++++ Passage given ++++
The 10 Best Game Mechanisms You Aren’t Using, Part 2

Last time, I addressed the best ways to employ memory in a game. Astute comments pointed to some other interesting minis games, among them SdJ winner Hanabi.  Any one of these would be a good investment of your gaming time.

Now we move on.  Today, we look at two more underused mechanisms–evolving card decks and simultaneous action selection.

9.   Evolving Card Decks

Dominion  wasn’t the first game to incorporate deckbuilding but Dominion did it biggest and Dominion did it best.  Following its 2008 release from Rio Grande Games, every publisher in sight scrambled to get their own version of Vaccarino’s breakaway hit to market.  Most of these games include plenty of ways to put cards into your deck but relatively few ways to pare it down.

Fantasy Flight threw their hat in the ring with Corey Konieczka’s Rune Age and brought with it the least-utilized mechanism in the genre–an evolving card deck.   Cards in Rune Age are purchased much as they might in any other deckbuilding game.  Since cards represent soldiers and creatures in your army, they remain in play.  Furthermore, injured units return to the purchase supply.  This means that the play of Rune Age feels correct for its setting–cards continuously coming into and out of play like freshly conscripted soldiers reinforcing their veteran brethren.

This constant expansion and constriction requires much more of the player than most other deckbuilding games.  Card counting, resource management, strategic planning and tactical response each have their importance in the game experience. Konieczka has a great deal to be proud of here.

It is my understanding that the core of this concept comes from Konieczka’s own Starcraft board game.  I cannot say for certain having not yet had the pleasure of trying Starcraft. If someone could respond to this point in the comments, it would be greatly appreciated.

Sadly, the Rune Age product line seems to have concluded.  With luck, that another designer will pick up where this game left off and take the evolving deck mechanism further.

8.   Simultaneous Action Selection

Much like memory, simultaneous action selection is a polarizing game mechanism.  This has led to an on again/off again relationship with gamers and game designers.  This bipolar relationship is due to the implications of its use and misuse.  Simultaneous selection can muddy a design when used clumsily but empowers a design when properly applied.
++++ Data shown ++++
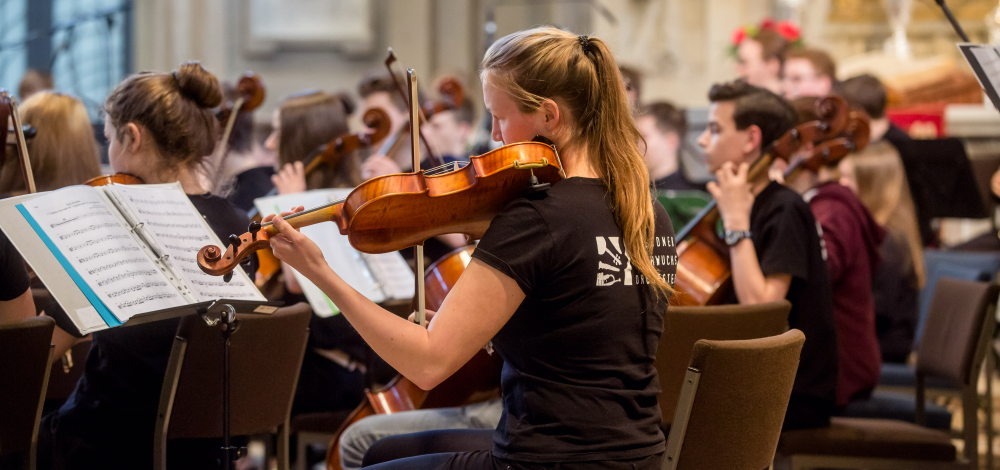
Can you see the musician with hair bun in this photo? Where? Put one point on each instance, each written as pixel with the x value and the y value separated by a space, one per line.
pixel 160 128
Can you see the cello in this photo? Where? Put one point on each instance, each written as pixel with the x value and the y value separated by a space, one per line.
++++
-- Work instructions --
**A)** Answer these questions from the article on game mechanisms:
(i) Which publisher released Dominion, and in what year?
(ii) In Rune Age, where do injured units go?
(iii) Which game does the writer understand to be the source of the core of the evolving-deck concept?
**B)** Carry on the article on game mechanisms from the point where it stops.
The lines play no part in this work.

-- Expected answers --
**A)**
(i) Rio Grande Games released Dominion in 2008.
(ii) Injured units return to the purchase supply.
(iii) The writer understands it to come from Konieczka's own Starcraft board game.

**B)**
Unlike memory, simultaneous selection can serve a game near the center of a design or at its periphery.  What is essential is that the mechanism be used in service of playing the players.  

Nobody But Us Chickens–my first published work–was built entirely around simultaneous selection.  duck! duck! GO!—my most popular design–strongly features simultaneous selection.  Some of my favorite games–Die Glucksritter, 6 Nimmt!, Autoscooter, Jump!–also feature simultaneous selection.  Clearly there’s a fondness there.  What do these games have in common? They require that you play the players.

In games that play the players, success depends on correctly reading the mindset of your opponents. Many games require you to read the state of the game but simultaneous selection games require that you go one step further by reading the state of your opponents.  The best among these games provide a major edge to the player who can consistently anticipate each of her opponent’s moves.

Although I personally am terrible at it, the best of the games with simultaneous selection at their core is Race for the Galaxy by Tom Lehmann published by Rio Grande Games.  Had anyone asked me in 2005 if Puerto Rico could be rewritten with a simultaneous mechanism, I would have insisted that it could not.  Fortunately, Tom wasn’t listening to me and created this little gem.  If you’re playing, you’ll select your action at the beginning of each round.  The key wrinkle is that you get to do every action that every other player chose as well.  By playing the players, you can ride their proverbial coattails to victory.  Let them pick the minor action you would like to do while you concentrate on the action you need to do.  But while you’re at it, make sure someone else isn’t doing the same thing to you.  In fact, you will occasionally find that making a worse move is the better play.  Create a game that does that and you will have my eternal envy.

Now it’s your turn.  What games have you played which feature simultaneous action selection? Have you seen another gem out there which features evolving card decks?  If you’ve incorporated these elements into your own designs, what were the results? If you’re developing a turn-based game, could it be rewritten to utilize simultaneous selection?  Add your comments below.

I’ll be back to you on Tuesday with our next two mechanisms–Dutch Auctions and Subgames!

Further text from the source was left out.